▸ GIVEN REQUEST
Output all of the data below exactly as given.
^^^^^^^^^^^^^^^^
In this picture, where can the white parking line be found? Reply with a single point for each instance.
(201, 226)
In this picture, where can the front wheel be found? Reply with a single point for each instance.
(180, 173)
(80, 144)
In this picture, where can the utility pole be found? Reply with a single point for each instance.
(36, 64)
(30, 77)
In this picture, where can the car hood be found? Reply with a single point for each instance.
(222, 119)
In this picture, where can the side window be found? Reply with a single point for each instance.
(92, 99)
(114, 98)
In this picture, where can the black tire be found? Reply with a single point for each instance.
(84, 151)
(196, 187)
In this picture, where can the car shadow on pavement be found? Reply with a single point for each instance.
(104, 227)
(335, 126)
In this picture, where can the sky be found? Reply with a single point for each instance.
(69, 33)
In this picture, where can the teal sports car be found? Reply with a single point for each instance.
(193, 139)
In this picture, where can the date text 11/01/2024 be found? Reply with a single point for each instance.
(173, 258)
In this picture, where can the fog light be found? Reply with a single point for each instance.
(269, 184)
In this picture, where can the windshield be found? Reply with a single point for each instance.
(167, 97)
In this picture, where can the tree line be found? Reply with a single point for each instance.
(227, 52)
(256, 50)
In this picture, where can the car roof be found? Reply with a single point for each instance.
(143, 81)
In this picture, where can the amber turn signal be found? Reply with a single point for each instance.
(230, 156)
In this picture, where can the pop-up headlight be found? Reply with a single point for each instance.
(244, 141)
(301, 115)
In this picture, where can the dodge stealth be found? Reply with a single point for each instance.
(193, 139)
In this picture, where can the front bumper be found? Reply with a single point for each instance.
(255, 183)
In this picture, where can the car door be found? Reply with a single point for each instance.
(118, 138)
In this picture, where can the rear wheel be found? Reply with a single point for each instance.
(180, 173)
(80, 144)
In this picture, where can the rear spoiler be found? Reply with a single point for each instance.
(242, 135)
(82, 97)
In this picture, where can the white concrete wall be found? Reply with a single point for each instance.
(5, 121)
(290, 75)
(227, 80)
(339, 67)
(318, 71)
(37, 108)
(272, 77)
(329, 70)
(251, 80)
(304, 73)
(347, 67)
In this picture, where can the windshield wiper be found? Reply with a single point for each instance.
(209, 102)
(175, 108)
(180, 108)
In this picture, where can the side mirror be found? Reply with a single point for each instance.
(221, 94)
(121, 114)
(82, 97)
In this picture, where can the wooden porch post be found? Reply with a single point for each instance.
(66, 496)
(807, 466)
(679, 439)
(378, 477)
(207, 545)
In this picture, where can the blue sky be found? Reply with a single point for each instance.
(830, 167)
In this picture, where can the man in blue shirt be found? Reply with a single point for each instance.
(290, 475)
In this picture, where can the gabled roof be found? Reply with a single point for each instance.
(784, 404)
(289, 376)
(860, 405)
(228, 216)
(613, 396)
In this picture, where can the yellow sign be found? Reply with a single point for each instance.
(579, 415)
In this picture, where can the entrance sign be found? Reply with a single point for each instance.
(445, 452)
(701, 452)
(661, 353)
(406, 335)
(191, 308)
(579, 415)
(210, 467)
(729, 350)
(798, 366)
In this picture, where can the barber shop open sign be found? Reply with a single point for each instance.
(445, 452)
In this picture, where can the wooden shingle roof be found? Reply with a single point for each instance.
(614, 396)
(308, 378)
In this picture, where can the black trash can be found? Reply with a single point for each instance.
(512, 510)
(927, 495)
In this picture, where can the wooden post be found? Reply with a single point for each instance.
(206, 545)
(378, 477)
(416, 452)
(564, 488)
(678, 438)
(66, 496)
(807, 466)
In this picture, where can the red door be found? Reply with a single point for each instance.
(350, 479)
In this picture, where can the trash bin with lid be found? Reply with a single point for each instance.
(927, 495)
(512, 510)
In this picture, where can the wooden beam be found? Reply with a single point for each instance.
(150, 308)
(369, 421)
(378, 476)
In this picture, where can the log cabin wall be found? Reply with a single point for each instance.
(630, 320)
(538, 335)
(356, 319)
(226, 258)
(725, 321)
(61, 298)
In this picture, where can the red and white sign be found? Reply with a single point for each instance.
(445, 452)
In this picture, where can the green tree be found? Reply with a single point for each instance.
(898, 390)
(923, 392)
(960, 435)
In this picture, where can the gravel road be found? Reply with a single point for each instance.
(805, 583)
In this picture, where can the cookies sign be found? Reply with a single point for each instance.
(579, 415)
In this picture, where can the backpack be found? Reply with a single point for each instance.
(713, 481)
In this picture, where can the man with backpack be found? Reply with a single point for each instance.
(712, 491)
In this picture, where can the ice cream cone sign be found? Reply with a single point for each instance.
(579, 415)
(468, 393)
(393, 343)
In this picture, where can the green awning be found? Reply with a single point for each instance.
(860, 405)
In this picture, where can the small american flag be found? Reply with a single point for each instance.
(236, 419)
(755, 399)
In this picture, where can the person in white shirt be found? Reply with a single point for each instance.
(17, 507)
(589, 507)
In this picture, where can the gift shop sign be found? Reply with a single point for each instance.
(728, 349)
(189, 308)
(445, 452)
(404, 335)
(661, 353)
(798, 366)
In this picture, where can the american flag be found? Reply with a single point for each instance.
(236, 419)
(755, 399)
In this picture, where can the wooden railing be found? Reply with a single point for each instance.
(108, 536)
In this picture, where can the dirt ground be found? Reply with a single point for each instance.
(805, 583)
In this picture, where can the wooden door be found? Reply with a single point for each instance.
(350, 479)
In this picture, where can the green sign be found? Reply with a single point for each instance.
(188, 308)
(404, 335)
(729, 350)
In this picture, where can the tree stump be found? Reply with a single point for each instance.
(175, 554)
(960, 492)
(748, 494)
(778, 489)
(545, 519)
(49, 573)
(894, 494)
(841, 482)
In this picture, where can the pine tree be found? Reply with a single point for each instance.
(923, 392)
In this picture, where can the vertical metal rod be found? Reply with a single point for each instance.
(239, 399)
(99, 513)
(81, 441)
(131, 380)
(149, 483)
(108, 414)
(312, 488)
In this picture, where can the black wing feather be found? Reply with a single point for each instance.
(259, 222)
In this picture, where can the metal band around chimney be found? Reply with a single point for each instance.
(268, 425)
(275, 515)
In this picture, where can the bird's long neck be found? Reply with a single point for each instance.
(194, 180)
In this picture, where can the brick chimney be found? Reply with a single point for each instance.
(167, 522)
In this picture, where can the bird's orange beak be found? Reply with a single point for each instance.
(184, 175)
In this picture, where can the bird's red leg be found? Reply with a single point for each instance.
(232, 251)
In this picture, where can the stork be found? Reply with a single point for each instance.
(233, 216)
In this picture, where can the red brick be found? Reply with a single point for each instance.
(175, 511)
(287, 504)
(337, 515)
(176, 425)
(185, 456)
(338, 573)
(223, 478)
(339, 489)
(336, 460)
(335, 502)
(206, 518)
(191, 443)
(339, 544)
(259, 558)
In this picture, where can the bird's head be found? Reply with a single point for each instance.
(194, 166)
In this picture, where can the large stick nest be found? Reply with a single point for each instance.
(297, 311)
^^^^^^^^^^^^^^^^
▸ ANSWER TO THIS PROBLEM
In this picture, where can the white parking line be found? Reply with a single point for each instance.
(201, 226)
In this picture, where can the front wheel be found? Reply with a single point for each instance.
(180, 173)
(80, 144)
In this picture, where can the utility pole be found? Reply with a single point for each instance.
(36, 64)
(30, 77)
In this picture, where can the car hood be found? Reply with a single point for each instance.
(222, 119)
In this picture, where can the side window be found? Reply with a single point for each instance.
(92, 99)
(114, 98)
In this picture, where can the black tire be found? Reply with a single point for each instance.
(84, 151)
(196, 187)
In this picture, where can the car shadow on pavement be found? Reply with a single point for each instance.
(104, 227)
(335, 126)
In this picture, where can the sky be found? Reply with a single point for each instance.
(69, 33)
In this picture, where can the teal sports car be found? Reply with a single point for each instance.
(193, 139)
In this picture, where can the date text 11/01/2024 be found? Reply with a single point for each instance.
(173, 258)
In this picture, where can the fog light be found? Reply with a single point for each instance.
(269, 184)
In this picture, where can the windshield be found? Reply with a single point for each instance.
(167, 97)
In this picture, where can the tree line be found? Reply with a single point for each instance.
(227, 52)
(256, 50)
In this picture, where can the car roof be found? Reply with a single point for each instance.
(143, 81)
In this picture, where can the amber turn signal be found? Reply with a single point for each instance.
(230, 156)
In this picture, where can the pop-up headlight be found? Reply with a single point for each instance.
(244, 141)
(301, 115)
In this picture, where can the dodge stealth be found? Reply with a single point for each instance.
(193, 139)
In this picture, where can the front bumper be found? Reply with a single point for each instance.
(255, 183)
In this picture, where can the car door be found? Reply with a single point for each instance.
(118, 138)
In this picture, where can the rear wheel be found? Reply with a single point for each instance.
(180, 173)
(80, 144)
In this picture, where can the rear spoiler be found? Reply with a single point for each instance.
(242, 135)
(82, 97)
In this picture, where can the white concrete wall be found? Reply with a single point for each instance.
(5, 121)
(290, 75)
(227, 80)
(339, 67)
(318, 71)
(37, 108)
(272, 77)
(329, 70)
(251, 80)
(304, 73)
(347, 67)
In this picture, where can the windshield wiper be found? Reply with a single point for each instance.
(209, 102)
(175, 108)
(180, 108)
In this picture, where can the side mirror be found? Reply with a single point for each instance.
(221, 94)
(121, 114)
(82, 97)
In this picture, where can the wooden porch post be found? Reply with a single point for each instance.
(66, 496)
(807, 466)
(679, 439)
(378, 477)
(207, 545)
In this picture, where can the blue sky be found? Reply with a single point for each instance.
(830, 167)
In this picture, where can the man in blue shirt be found? Reply with a single point for each instance.
(290, 475)
In this picture, where can the gabled roof be found? Reply with a single point for each instance.
(784, 404)
(289, 376)
(860, 405)
(228, 216)
(613, 396)
In this picture, where can the yellow sign be found? Reply with a single point for each instance.
(579, 415)
In this picture, where can the entrance sign be found? Reply with a single point for each instance.
(445, 452)
(701, 452)
(661, 353)
(406, 335)
(191, 308)
(579, 415)
(210, 467)
(729, 350)
(798, 366)
In this picture, where can the barber shop open sign be found? Reply with a single point for each instance.
(445, 452)
In this picture, where can the wooden shingle roof be found? Reply with a single point for each instance.
(614, 396)
(308, 378)
In this picture, where can the black trash can be found? Reply with a single point for each instance.
(512, 510)
(927, 495)
In this picture, where can the wooden post be found? Reply with a single point for each instance.
(206, 545)
(378, 477)
(416, 452)
(564, 488)
(678, 438)
(66, 496)
(807, 466)
In this picture, where can the red door be found? Reply with a single point for each instance.
(350, 479)
In this picture, where can the trash bin with lid be found? Reply with a single point for each instance.
(927, 495)
(512, 510)
In this picture, where can the wooden beam be found? Reply with a single point for each instance.
(150, 308)
(369, 421)
(378, 476)
In this picture, where can the log cabin wall be found? Reply with a single point for each instance.
(630, 320)
(538, 335)
(356, 319)
(226, 258)
(725, 321)
(61, 298)
In this picture, where can the red and white sign be found? Reply with a single point for each instance.
(445, 452)
In this picture, where can the green tree be found? Reply with a single point for each instance.
(898, 390)
(923, 392)
(960, 435)
In this picture, where can the gravel road be found? Reply with a single point for each instance.
(805, 583)
In this picture, where can the cookies sign be found? Reply with a single point for each instance.
(579, 415)
In this picture, where can the backpack be found? Reply with a single point for each instance.
(713, 481)
In this picture, where can the man with backpack be found? Reply with a single point for each instance.
(712, 491)
In this picture, where can the ice cream cone sign be found? Reply with a single point for each instance.
(579, 415)
(468, 393)
(393, 343)
In this picture, where can the green awning be found? Reply with a single point for each instance.
(860, 405)
In this picture, where can the small american flag be found? Reply with a single point for each instance.
(236, 419)
(755, 399)
In this picture, where can the person in white shirt be found? Reply with a single point for each instance.
(17, 507)
(589, 507)
In this picture, where can the gift shop sign be found? Reply with a single point for each instance.
(728, 349)
(189, 308)
(445, 452)
(404, 335)
(661, 353)
(798, 366)
In this picture, where can the american flag be found? Reply with a single point for each instance.
(236, 419)
(755, 399)
In this picture, where can the wooden railing be found? Reply with a single point for each instance.
(108, 536)
In this picture, where can the dirt ground be found? Reply with a single point for each instance.
(805, 583)
In this picture, where can the wooden door be found? Reply with a single point for each instance.
(350, 479)
In this picture, where can the green sign be found? Reply with a single point for each instance.
(188, 308)
(404, 335)
(729, 350)
In this picture, where can the tree stump be found? Reply with a single point for each instance.
(175, 554)
(960, 492)
(748, 494)
(778, 489)
(545, 519)
(49, 573)
(894, 494)
(841, 482)
In this picture, where can the pine tree be found? Reply with a single point for each instance.
(923, 392)
In this picture, where can the vertical metal rod be found? Reply with a single point for each instance.
(239, 399)
(99, 513)
(81, 441)
(131, 380)
(149, 483)
(108, 414)
(312, 488)
In this picture, where can the black wing feather be found? Reply with a single point for each instance.
(259, 222)
In this picture, where can the metal band around chimney be found? Reply with a single point for each instance.
(268, 425)
(275, 515)
In this picture, where can the bird's long neck be found? Reply with a single point for each instance.
(194, 180)
In this picture, where can the brick chimney be found? Reply with a single point for each instance.
(167, 522)
In this picture, where can the bird's orange beak be found? Reply with a single point for each instance.
(184, 175)
In this picture, where can the bird's red leg be found? Reply with a single point for each instance.
(232, 251)
In this picture, where can the stork be found? Reply with a single point for each instance.
(233, 216)
In this picture, where can the red brick be found? Reply with a single point for each instance.
(175, 511)
(287, 504)
(337, 515)
(176, 425)
(185, 456)
(338, 573)
(223, 478)
(339, 489)
(336, 460)
(335, 502)
(206, 518)
(191, 443)
(339, 544)
(259, 558)
In this picture, where can the bird's head be found? Reply with a single point for each instance.
(194, 166)
In this picture, where can the large stick nest be found? Reply with a single point for each instance.
(297, 311)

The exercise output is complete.